| Aim of the exercise |
Can you format every line of the records below as a Markdown table with the columns Row and Line, skipping blank lines and leaving out the pictures?

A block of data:
----
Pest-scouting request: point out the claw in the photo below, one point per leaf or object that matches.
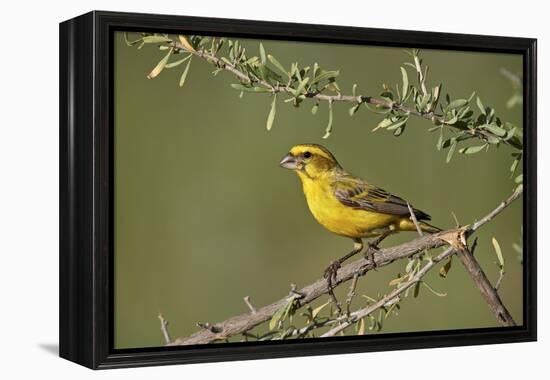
(369, 254)
(331, 272)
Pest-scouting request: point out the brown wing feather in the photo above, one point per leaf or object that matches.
(358, 194)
----
| Completed task |
| Row | Line |
|---|---|
| 1 | Pest-scouting request: point out the claw in the photo below, one point per leaf or object that matches. |
| 2 | (369, 254) |
| 3 | (331, 272) |
| 4 | Pest-scouting request: point out the brown wing feather in the photo above, one point per leaf or object that matches. |
| 5 | (358, 194) |